- WHAT IS EXPECTED
Write out the whole listing again, exactly.

(Pointing records)
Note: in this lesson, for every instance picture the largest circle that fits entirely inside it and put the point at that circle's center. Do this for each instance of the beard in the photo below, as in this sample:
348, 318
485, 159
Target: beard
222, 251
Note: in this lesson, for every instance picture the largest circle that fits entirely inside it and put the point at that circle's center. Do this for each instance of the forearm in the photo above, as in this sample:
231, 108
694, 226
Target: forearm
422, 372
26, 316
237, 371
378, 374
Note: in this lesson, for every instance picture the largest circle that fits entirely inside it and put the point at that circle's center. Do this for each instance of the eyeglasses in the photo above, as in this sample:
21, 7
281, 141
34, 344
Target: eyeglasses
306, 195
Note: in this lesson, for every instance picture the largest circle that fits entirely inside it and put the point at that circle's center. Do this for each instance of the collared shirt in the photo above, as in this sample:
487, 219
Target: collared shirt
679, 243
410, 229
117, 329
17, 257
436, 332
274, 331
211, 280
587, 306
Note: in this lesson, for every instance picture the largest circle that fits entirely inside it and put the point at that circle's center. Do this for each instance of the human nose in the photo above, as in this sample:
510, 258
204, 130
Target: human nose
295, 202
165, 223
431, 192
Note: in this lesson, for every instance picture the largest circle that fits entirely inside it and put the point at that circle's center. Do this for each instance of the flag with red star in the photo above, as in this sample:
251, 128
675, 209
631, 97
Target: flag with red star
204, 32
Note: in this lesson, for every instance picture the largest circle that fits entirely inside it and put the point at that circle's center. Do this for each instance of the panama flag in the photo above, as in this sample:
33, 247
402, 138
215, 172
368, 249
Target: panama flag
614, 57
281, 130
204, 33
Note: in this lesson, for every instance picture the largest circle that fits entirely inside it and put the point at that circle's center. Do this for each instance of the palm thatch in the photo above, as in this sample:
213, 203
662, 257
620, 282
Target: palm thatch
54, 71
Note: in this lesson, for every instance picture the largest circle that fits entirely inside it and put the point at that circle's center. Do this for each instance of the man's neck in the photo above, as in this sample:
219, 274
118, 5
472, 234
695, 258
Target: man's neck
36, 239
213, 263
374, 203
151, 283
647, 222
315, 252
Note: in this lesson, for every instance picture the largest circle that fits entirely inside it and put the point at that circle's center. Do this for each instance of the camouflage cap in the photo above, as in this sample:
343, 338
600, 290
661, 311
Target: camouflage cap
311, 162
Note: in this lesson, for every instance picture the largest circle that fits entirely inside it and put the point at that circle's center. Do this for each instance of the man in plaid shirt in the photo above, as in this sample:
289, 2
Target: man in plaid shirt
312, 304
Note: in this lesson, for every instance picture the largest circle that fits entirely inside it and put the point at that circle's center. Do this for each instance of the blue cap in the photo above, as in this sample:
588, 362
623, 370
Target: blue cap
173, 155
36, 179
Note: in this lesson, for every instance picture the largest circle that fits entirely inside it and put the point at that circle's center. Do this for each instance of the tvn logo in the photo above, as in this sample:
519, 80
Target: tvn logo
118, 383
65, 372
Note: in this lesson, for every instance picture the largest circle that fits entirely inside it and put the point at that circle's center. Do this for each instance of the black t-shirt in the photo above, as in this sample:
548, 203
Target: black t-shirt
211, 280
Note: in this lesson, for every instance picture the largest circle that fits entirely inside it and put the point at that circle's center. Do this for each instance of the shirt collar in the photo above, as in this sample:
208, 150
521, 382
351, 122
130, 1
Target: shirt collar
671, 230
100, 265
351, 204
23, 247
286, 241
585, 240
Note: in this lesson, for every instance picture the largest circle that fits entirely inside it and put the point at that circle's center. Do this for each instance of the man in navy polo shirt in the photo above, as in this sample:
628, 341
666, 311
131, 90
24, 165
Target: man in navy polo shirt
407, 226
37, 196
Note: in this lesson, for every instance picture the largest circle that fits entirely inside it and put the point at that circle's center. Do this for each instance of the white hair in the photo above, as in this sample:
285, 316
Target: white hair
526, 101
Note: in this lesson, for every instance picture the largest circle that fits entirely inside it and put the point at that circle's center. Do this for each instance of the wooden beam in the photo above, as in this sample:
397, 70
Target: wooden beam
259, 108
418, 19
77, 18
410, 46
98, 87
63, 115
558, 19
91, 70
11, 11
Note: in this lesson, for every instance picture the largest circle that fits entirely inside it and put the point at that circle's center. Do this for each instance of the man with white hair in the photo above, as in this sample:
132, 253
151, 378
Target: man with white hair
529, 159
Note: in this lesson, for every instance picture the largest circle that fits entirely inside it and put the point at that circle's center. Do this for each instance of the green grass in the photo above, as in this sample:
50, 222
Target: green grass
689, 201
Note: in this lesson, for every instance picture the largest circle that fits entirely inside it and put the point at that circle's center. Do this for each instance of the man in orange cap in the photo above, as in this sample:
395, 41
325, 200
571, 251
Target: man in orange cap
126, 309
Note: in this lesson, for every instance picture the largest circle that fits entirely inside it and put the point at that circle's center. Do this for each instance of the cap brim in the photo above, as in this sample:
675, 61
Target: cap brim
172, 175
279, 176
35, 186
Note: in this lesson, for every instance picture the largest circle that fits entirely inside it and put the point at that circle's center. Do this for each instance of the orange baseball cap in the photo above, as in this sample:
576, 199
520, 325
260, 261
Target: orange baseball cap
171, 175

- EXERCISE SOLUTION
Note: in this lesson, for every instance picture the largest circle that fits entirely inside it and put the point at that circle's center. Do this for each instance of the beard in the photo below, as in this sample:
348, 318
485, 159
Target: beard
222, 251
Note: in this lesson, for every instance picture the largest circle that fits entirely inside it and put the point at that circle's center. Do this for each instance of the forearm in the photo above, as in this sample:
231, 108
694, 226
Target: forearm
422, 372
26, 316
237, 371
378, 374
Note: in this lesson, for every instance picture the largest circle that fits entirely inside it and put the point at that circle's center. Do this for each instance of the eyeglasses in the photo above, as in this sample:
21, 7
281, 141
34, 344
Target: eyeglasses
306, 195
Note: in this lesson, for every instance picture the largest circle that fits entirely inside it and put the point at that circle's center. Do this for each instance of the collared shirt in the photo above, as in this sample:
487, 219
Target: collared shirt
679, 243
410, 229
117, 329
17, 257
436, 332
274, 331
211, 280
587, 306
Note: in this lesson, for every instance picture the largest circle that fits entirely inside it and put the point at that circle's center. Do this for each instance of the human nose in the photo above, as in this sample:
510, 258
204, 130
Target: human nose
295, 202
165, 223
431, 192
Note: in this lesson, for every instance picture the largest circle that fits entirely inside it and put the point at that circle's center. Do this for each instance of the flag with red star in the photo above, as in this sample:
251, 128
675, 209
631, 97
Target: flag with red star
204, 32
Note: in this lesson, for every instance picture the largest circle that fits entirely inside it and put the point at that circle's center. Do this for each instance of the panama flag in the photo above, as in this sample:
33, 247
402, 138
215, 172
368, 249
Target: panama flag
614, 57
281, 130
204, 33
Note: in this lesson, for every instance picture the largest circle that fits entirely inside it and put the point at that circle's center. Do this for each instance of the palm thatch in the photo above, as in this sample:
213, 203
662, 257
620, 282
Target: palm thatch
54, 71
Note: in this lesson, for every instance picture the largest circle that fits entirely inside it and put the point at that circle's center. Do this for each instance of the man's neck in the photo above, as in this sample:
219, 274
118, 5
472, 234
695, 258
Target: man's neck
36, 239
213, 263
374, 203
151, 283
647, 222
315, 252
Note: in this lesson, for every instance picture the largest circle that fits entirely inside it and put the point at that circle's center. Do this for each instance of the camouflage cap in the photo above, as in this sample:
343, 338
600, 290
661, 311
Target: camouflage cap
311, 162
Note: in this lesson, for every instance picture the largest circle that fits entirely inside it and put the point at that circle's center. Do this for each instance of the man in plaid shirt in the photo above, as in this sample:
289, 2
Target: man in plaid shirt
312, 304
Note: in this lesson, for every instance picture the largest circle that fits entirely inside it and put the point at that circle's center. Do this for each instance of the blue cap in the photo above, as in this sample:
588, 362
623, 370
Target: blue cap
173, 155
36, 179
Note: in this lesson, for every instance picture the largest circle that fits entirely inside it and put the point at that circle's center. Do this for each instance of the tvn logo in the photo above, as in this sample:
519, 80
Target: tvn logo
118, 383
65, 372
Note: in this lesson, for every instance picture the largest circle that fits entirely inside it and put the point at that circle's center. Do this for each instance of the black t-shirt in the photo above, as in this sample:
548, 203
Target: black t-shirt
211, 280
Note: in this lesson, for every instance picture the largest circle that fits entirely inside it and put the point at that circle's center. Do this for each instance of the shirt collar in the photo above, as in this sample:
208, 150
521, 382
351, 122
130, 1
Target: shirt collar
671, 230
100, 265
351, 204
23, 247
286, 241
585, 240
Note: in this lesson, for every instance picture the largest circle that fits entirely inside it and put the point at that circle's center. Do this for each instance of the man in navy polo shirt in the photo above, as in this sample:
628, 341
666, 311
131, 90
24, 165
Target: man in navy polo shirt
407, 226
37, 196
Note: in this lesson, for every instance picture the largest circle that fits entirely inside it and put the point at that circle's center. Do this for each instance of the white hair in the photo above, as in this sample:
285, 316
Target: white hair
526, 101
Note: in this lesson, for every instance picture the largest circle that fits entirely inside it and put the point at that circle's center. Do this for each instance of the wooden beam in the photo above, as in this sample:
397, 70
Target: wooden beam
259, 108
418, 19
77, 18
410, 46
98, 87
63, 115
558, 19
91, 70
11, 11
Note: in this lesson, for every instance picture the largest circle that fits entirely inside it and put the point at that circle's center. Do this for each instance of the man with white hair in the photo above, as in this sample:
132, 253
151, 378
Target: man with white hair
529, 159
Note: in this lesson, for every instance picture the largest circle that fits entirely inside it and put the point at that circle's center. Do this for each instance of the green grass in the photo above, as in this sample:
50, 222
Target: green grass
689, 201
Note: in this lesson, for every instance picture the largest circle that fits entirely inside it and put the point at that circle's center. Do this for each instance of the man in orange cap in the photo above, as in this sample:
395, 41
325, 200
571, 251
Target: man in orange cap
126, 309
Note: in this lesson, for every instance picture the largest circle that fits entirely inside it and put the point at that circle's center. Do this for each instance of the cap brim in the photo above, as in this sample:
675, 61
Target: cap brim
172, 175
279, 176
35, 186
Note: in this lesson, for every instance picture the largest circle that fits entirely inside it and put the point at that circle's center. Do this for each instance of the orange baseball cap in the photo above, as in this sample:
576, 199
520, 325
260, 261
Target: orange baseball cap
171, 175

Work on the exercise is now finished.